__EXERCISE DIRECTIONS__
All records should be reproduced verbatim.

__SOURCE MATERIAL__
↓↓↓
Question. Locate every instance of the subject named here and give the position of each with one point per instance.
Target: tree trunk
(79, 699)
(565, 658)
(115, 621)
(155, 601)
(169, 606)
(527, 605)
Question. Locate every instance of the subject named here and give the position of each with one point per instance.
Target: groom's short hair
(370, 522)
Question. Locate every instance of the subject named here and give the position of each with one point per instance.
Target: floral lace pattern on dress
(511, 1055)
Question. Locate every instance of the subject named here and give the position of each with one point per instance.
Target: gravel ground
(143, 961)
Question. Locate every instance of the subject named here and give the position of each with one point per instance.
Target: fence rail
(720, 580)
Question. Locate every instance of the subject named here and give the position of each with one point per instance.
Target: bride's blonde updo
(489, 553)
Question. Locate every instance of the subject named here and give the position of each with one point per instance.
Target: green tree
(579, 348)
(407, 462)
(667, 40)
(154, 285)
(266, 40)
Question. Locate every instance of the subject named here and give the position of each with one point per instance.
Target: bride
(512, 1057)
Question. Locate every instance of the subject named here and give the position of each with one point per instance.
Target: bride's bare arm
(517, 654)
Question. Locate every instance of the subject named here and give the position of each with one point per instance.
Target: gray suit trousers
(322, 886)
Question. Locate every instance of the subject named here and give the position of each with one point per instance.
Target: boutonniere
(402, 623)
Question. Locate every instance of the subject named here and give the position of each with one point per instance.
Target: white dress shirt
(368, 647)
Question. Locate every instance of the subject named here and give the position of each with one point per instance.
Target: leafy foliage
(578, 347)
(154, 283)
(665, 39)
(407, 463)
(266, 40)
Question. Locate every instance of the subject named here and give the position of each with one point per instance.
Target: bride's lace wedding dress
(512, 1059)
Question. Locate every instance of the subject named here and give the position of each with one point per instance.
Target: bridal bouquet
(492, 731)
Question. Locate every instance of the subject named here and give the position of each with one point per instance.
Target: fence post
↑↑↑
__RESULT FOR THIS EXERCISE__
Question. Locate every instance of the subject named here and give the position of each with one point per instance.
Target: tree trunk
(79, 699)
(565, 658)
(115, 621)
(155, 601)
(169, 606)
(527, 605)
Question. Locate every instance of the subject named here and give the position of each with one point per instance.
Target: groom's short hair
(370, 522)
Question. Locate every instance of the subject named here and give the position of each with one point per instance.
Target: floral lace pattern on dress
(511, 1055)
Question. Locate every instance of the subject named here and give the position of each with one point per instance.
Target: gravel ground
(143, 961)
Question. Locate every instance of the subject named here and give the position of each with one point per instance.
Target: fence rail
(720, 580)
Question. Locate every instance of the subject named here and give the position of each with one point per instance.
Target: bride's blonde updo
(489, 553)
Question. Locate every instance of the subject named here and give the position of each with one point per instance.
Target: green tree
(579, 348)
(407, 462)
(667, 40)
(154, 285)
(266, 40)
Question. Locate every instance of the subject named here and give the position of each with one point per instance.
Target: bride
(512, 1057)
Question. Locate every instance of the subject named here and give the position of each with one point per instance.
Target: bride's bare arm
(517, 654)
Question. Locate every instance of the subject named here and give the position of each with one point per instance.
Target: gray suit trousers
(322, 886)
Question. Locate every instance of the subject named here and give the position of each with one point per instance.
Target: boutonniere
(402, 623)
Question. Locate every instance of the subject named here and give the position of each with one point per instance.
Target: white dress shirt
(368, 647)
Question. Locate every instance of the subject named here and give the position of each with one point per instance.
Target: leafy foliage
(578, 347)
(154, 283)
(665, 39)
(407, 463)
(266, 40)
Question. Locate every instance of the subject named here and give the position of each with one point per instance.
Target: bride's lace wedding dress
(512, 1059)
Question. Locate every instance of the subject named here and give the position of each with one point per instance.
Target: bridal bouquet
(492, 731)
Question. Locate every instance of the subject named here and give the position of each with one point per instance.
Target: fence post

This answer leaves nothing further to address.